[Material for this task]
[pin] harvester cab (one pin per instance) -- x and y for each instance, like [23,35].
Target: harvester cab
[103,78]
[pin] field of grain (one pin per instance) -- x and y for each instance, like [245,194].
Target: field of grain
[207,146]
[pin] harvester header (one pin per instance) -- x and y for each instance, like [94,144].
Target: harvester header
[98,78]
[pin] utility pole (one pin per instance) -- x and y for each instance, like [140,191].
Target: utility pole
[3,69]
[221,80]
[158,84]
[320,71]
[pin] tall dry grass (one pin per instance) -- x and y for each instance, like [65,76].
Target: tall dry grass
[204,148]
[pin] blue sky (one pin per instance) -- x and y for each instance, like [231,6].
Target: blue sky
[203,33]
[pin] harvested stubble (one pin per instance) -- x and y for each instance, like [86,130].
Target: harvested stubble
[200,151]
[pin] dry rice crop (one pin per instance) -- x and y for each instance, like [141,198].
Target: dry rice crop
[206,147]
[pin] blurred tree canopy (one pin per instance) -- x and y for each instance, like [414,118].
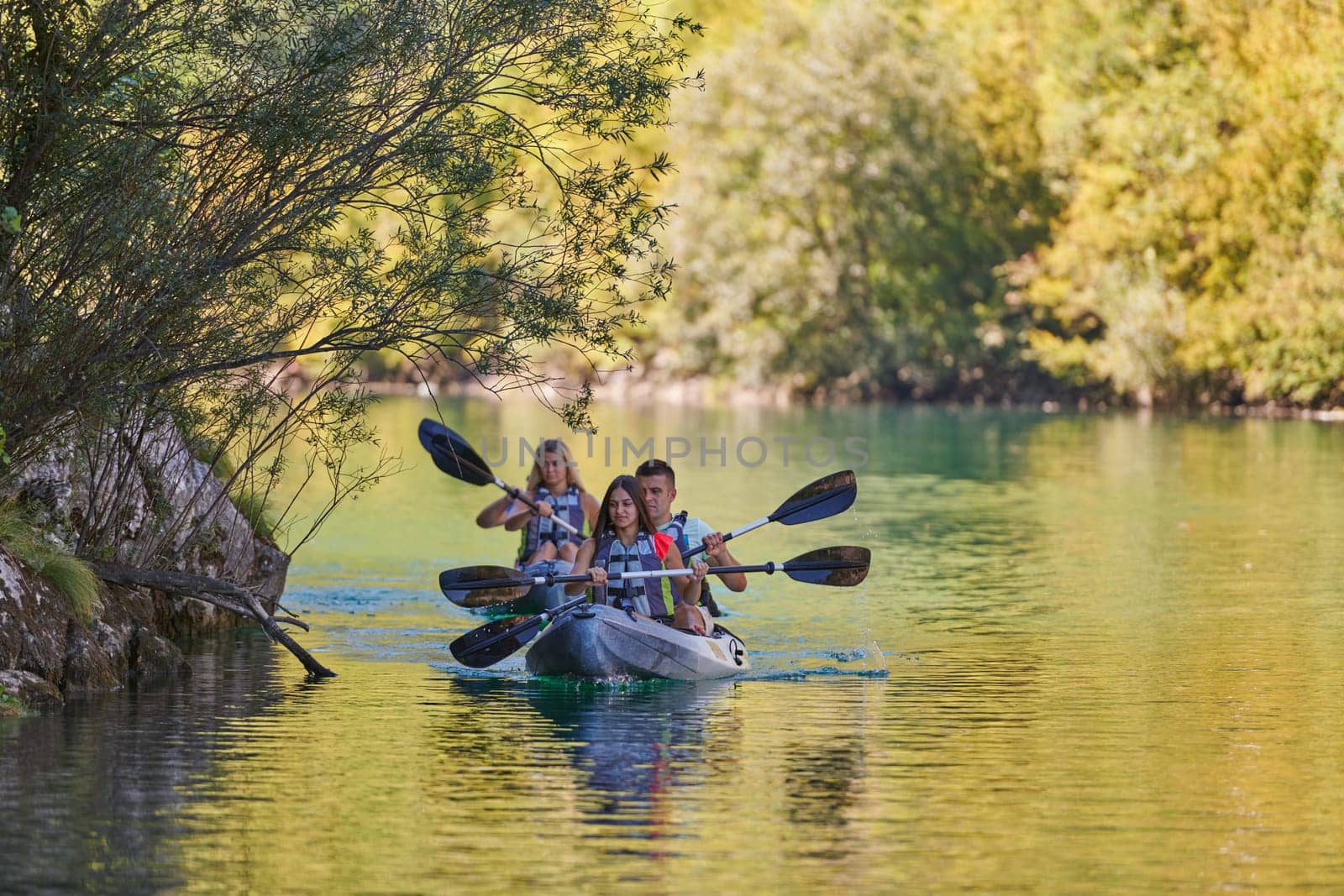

[Exercise requirements]
Convert every line of the listing above into a Markdown table with the columns Row and Line. Number the rows in order, omit blank lines, and exclude the pictures.

[Exercise output]
| Row | Line |
|---|---|
| 1 | [pin] harvester cab (one pin per instance) -- x and y for each instance, like [23,35]. |
| 2 | Target: harvester cab |
| 3 | [103,78] |
| 4 | [pin] field of grain (one pin per instance) -- x and y for each instance, like [245,194]. |
| 5 | Target: field of grain |
| 6 | [207,146] |
| 7 | [pin] harvester header (one pin per instance) -- x and y for each instance, like [94,144]. |
| 8 | Target: harvester header |
| 9 | [98,78] |
| 10 | [pin] utility pole (one pin per instance) -- x and y for each instance, like [140,191]. |
| 11 | Target: utility pole |
| 12 | [3,69] |
| 13 | [221,80] |
| 14 | [158,84] |
| 15 | [320,71] |
| 16 | [pin] tall dry grass (one pin per instance) -- x and y for each instance, like [65,76]. |
| 17 | Target: tall dry grass |
| 18 | [204,148] |
| 19 | [pin] blue sky (one pin per instance) -- x and y for each instance, like [231,6]. |
| 20 | Target: blue sky |
| 21 | [203,33] |
| 22 | [pin] harvested stubble (one pin per instance) -- x and y for each instance, like [86,130]. |
| 23 | Target: harvested stubble |
| 24 | [200,151] |
| 25 | [pin] dry rice crop (one pin per instance) -- x and y for each instance, like [141,198]. |
| 26 | Target: dry rice crop |
| 27 | [206,147] |
| 28 | [pin] blurred tree canopy (one pin per instance) -- x and y for each instance, like [414,118]. |